- [EXERCISE OBJECTIVE] Change every "life ring" to "lifebuoy" in the rows below and leave everything else unchanged. Leave the pictures out.

[Point labels for photos]
+++

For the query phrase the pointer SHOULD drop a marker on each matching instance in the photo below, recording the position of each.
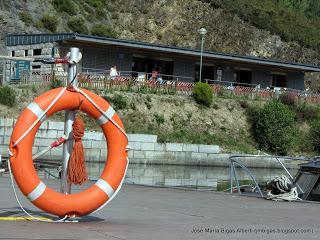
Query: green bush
(26, 18)
(49, 22)
(120, 102)
(66, 6)
(103, 31)
(315, 134)
(55, 83)
(273, 126)
(77, 24)
(159, 118)
(286, 18)
(96, 3)
(289, 99)
(202, 93)
(7, 96)
(306, 112)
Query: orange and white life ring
(42, 196)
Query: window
(279, 80)
(37, 52)
(36, 67)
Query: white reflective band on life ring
(106, 116)
(34, 107)
(37, 192)
(104, 186)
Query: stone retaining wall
(144, 149)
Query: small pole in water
(69, 119)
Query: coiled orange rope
(77, 172)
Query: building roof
(29, 39)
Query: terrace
(166, 84)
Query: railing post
(69, 118)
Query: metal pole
(202, 41)
(279, 161)
(69, 118)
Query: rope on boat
(280, 189)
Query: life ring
(37, 192)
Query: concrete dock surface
(140, 212)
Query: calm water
(201, 178)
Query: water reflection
(184, 176)
(195, 177)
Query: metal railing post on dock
(69, 119)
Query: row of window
(35, 52)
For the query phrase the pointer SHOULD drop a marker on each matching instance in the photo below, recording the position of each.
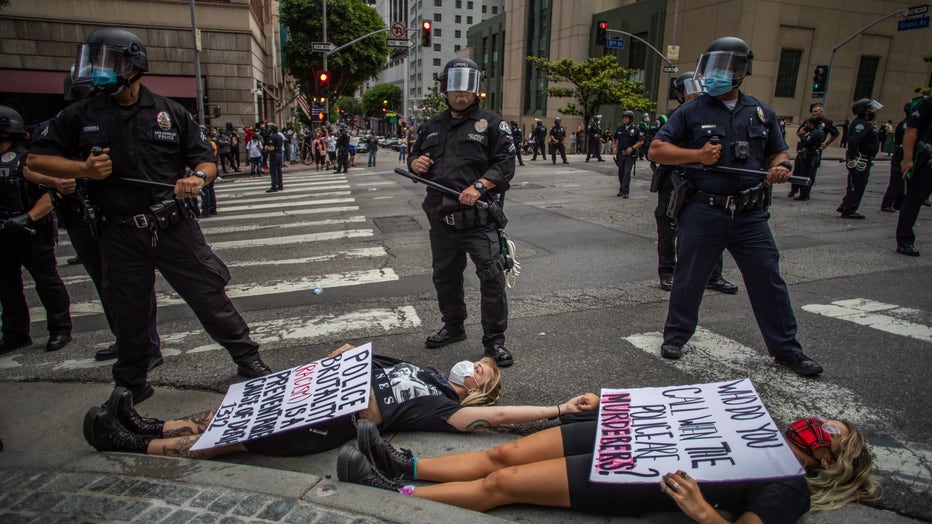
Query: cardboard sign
(294, 398)
(714, 432)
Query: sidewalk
(48, 473)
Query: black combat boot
(105, 433)
(352, 466)
(397, 465)
(120, 406)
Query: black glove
(20, 224)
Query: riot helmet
(11, 122)
(460, 74)
(866, 106)
(108, 55)
(724, 65)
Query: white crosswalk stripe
(876, 315)
(712, 357)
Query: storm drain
(397, 224)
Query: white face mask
(461, 370)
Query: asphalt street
(586, 311)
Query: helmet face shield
(101, 65)
(462, 79)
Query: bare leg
(543, 445)
(181, 447)
(190, 425)
(540, 483)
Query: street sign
(913, 23)
(615, 43)
(398, 30)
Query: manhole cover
(396, 224)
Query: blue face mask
(103, 77)
(718, 82)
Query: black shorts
(604, 498)
(306, 440)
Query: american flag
(302, 101)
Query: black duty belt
(140, 221)
(752, 199)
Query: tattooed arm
(479, 417)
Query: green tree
(372, 100)
(433, 103)
(349, 68)
(595, 81)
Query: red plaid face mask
(810, 434)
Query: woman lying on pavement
(403, 397)
(551, 468)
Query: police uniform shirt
(463, 150)
(698, 120)
(626, 136)
(558, 133)
(862, 139)
(154, 139)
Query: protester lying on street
(403, 397)
(552, 468)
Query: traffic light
(601, 35)
(819, 81)
(425, 33)
(322, 81)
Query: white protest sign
(714, 432)
(301, 396)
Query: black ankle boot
(104, 433)
(352, 466)
(120, 406)
(398, 465)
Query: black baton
(438, 187)
(798, 180)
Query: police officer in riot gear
(558, 140)
(863, 145)
(728, 128)
(134, 133)
(684, 88)
(518, 136)
(594, 138)
(539, 134)
(469, 150)
(27, 234)
(73, 206)
(625, 144)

+++

- [TASK RESULT]
For the query phrase the pointer SHOULD drop a marker on each matching instance in the photo below, recording the position of each.
Query: green bush
(26, 18)
(49, 22)
(120, 102)
(66, 6)
(103, 31)
(315, 134)
(55, 83)
(273, 126)
(77, 24)
(159, 118)
(286, 18)
(96, 3)
(289, 99)
(202, 93)
(7, 96)
(306, 112)
Query: orange and white lifebuoy
(42, 196)
Query: window
(279, 80)
(37, 52)
(36, 67)
Query: white reflective band on lifebuoy
(106, 116)
(34, 107)
(37, 192)
(104, 186)
Query: stone retaining wall
(144, 149)
Query: small pole in water
(69, 119)
Query: coiled orange rope
(77, 172)
Query: building roof
(29, 39)
Query: terrace
(166, 84)
Query: railing post
(69, 118)
Query: metal pole
(202, 41)
(279, 161)
(69, 118)
Query: rope on boat
(280, 189)
Query: lifebuoy
(37, 192)
Query: concrete dock surface
(140, 212)
Query: calm water
(201, 178)
Query: water reflection
(184, 176)
(195, 177)
Query: metal railing post on dock
(69, 119)
Query: row of window
(35, 52)
For the query phrase the pointer SHOULD drop a marker on each matching instance in the photo below, recording the position of each.
Query: cardboard sign
(294, 398)
(714, 432)
Query: sidewalk
(48, 473)
Query: black combat boot
(105, 433)
(352, 466)
(397, 465)
(120, 406)
Query: black glove
(20, 224)
Query: riot helmet
(11, 122)
(460, 74)
(866, 106)
(108, 55)
(724, 65)
Query: white crosswalk stripe
(876, 315)
(712, 357)
Query: storm drain
(397, 224)
Query: white face mask
(461, 370)
Query: asphalt street
(586, 311)
Query: helmet face shield
(101, 65)
(462, 79)
Query: bare leg
(543, 445)
(181, 447)
(190, 425)
(540, 483)
Query: street sign
(913, 23)
(615, 43)
(398, 30)
Query: manhole cover
(396, 224)
Query: blue face mask
(103, 77)
(718, 82)
Query: black shorts
(604, 498)
(306, 440)
Query: american flag
(302, 101)
Query: black duty belt
(140, 221)
(752, 199)
Query: tattooed arm
(479, 417)
Query: green tree
(372, 100)
(433, 103)
(349, 68)
(595, 81)
Query: red plaid face mask
(810, 434)
Query: woman lying on pavement
(403, 397)
(551, 468)
Query: police uniform shirt
(463, 150)
(698, 120)
(626, 136)
(558, 133)
(862, 139)
(154, 139)
Query: protester lying on street
(403, 397)
(552, 468)
Query: traffic light
(601, 35)
(819, 81)
(425, 33)
(322, 81)
Query: white protest sign
(714, 432)
(301, 396)
Query: black ankle boot
(104, 433)
(352, 466)
(120, 406)
(398, 465)
Query: black baton
(438, 187)
(798, 180)
Query: police officer in riot gear
(558, 140)
(863, 145)
(728, 128)
(134, 133)
(684, 88)
(518, 136)
(594, 138)
(539, 134)
(469, 150)
(27, 234)
(73, 206)
(625, 144)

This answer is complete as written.